▸ **What needs to be done**
In the entries that follow, identify the line containing "For the site audit, find each instance of the white" and return it together with all later lines, exactly as they appear.

▸ **Material for the task**
▶
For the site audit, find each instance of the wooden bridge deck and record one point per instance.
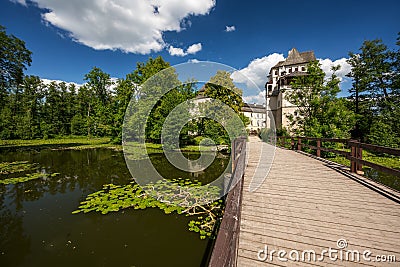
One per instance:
(306, 205)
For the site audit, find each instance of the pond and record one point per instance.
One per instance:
(38, 229)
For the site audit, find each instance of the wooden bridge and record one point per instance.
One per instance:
(307, 205)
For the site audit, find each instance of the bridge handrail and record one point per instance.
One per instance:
(355, 154)
(226, 244)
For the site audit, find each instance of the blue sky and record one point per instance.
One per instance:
(68, 38)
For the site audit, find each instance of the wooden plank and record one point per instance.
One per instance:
(304, 204)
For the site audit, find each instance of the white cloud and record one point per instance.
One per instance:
(326, 65)
(258, 99)
(230, 28)
(135, 26)
(257, 70)
(22, 2)
(176, 51)
(194, 48)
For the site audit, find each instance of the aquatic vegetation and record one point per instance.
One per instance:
(28, 177)
(178, 195)
(16, 166)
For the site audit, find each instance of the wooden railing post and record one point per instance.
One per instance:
(233, 154)
(359, 156)
(353, 154)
◀
▸ **Written solution**
For the site audit, find each instance of the white cloud and record one point per instance.
One per instance:
(326, 65)
(258, 99)
(230, 28)
(135, 26)
(257, 70)
(22, 2)
(176, 51)
(194, 48)
For the site audit, find each instance of the aquatic vegetation and record one point per instance.
One per instance:
(28, 177)
(178, 195)
(16, 166)
For the site audit, find each instance of the wooden railing post and record one point per instance.
One per instance:
(233, 154)
(359, 156)
(353, 154)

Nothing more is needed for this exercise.